• [WHAT IS NEEDED]:
Update the rows starting at the first one and ending at the row that contains "[8,178,136,449]": replace "occurrence" with "instance" and keep everything else the same.
◆ ◆ ◆ ◆ ◆ ◆ ◆
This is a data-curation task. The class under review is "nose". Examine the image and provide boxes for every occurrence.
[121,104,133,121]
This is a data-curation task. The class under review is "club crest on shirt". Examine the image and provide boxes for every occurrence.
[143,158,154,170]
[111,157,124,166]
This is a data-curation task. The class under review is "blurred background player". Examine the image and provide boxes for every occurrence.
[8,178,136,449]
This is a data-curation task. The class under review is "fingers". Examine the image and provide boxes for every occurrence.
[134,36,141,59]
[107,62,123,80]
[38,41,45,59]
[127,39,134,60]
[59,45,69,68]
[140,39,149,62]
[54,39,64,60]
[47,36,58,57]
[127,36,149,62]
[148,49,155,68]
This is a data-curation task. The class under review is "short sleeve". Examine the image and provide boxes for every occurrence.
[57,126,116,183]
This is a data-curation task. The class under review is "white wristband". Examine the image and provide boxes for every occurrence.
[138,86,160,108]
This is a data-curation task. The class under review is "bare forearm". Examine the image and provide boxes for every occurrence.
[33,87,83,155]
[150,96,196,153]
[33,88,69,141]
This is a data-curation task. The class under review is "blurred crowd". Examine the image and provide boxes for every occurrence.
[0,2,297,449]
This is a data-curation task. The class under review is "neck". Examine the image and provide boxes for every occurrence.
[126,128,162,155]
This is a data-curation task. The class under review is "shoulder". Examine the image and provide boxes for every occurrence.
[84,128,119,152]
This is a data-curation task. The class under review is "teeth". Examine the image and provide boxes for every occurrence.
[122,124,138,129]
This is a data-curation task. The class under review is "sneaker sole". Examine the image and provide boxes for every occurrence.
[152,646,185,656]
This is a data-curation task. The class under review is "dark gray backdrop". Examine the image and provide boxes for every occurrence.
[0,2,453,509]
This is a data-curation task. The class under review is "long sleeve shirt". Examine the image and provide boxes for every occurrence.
◆ ◆ ◆ ◆ ◆ ◆ ◆
• [RESPONSE TO THIS EXERCISE]:
This is a data-curation task. The class under review is "nose". Examine the image and provide boxes for every instance.
[121,104,133,121]
This is a data-curation task. The class under review is "club crest on shirt". Examine the image and provide boxes for every instance.
[143,158,154,170]
[111,157,124,166]
This is a data-curation task. The class under review is "blurred background player". Examine the image and provide boxes for every instance.
[8,178,136,449]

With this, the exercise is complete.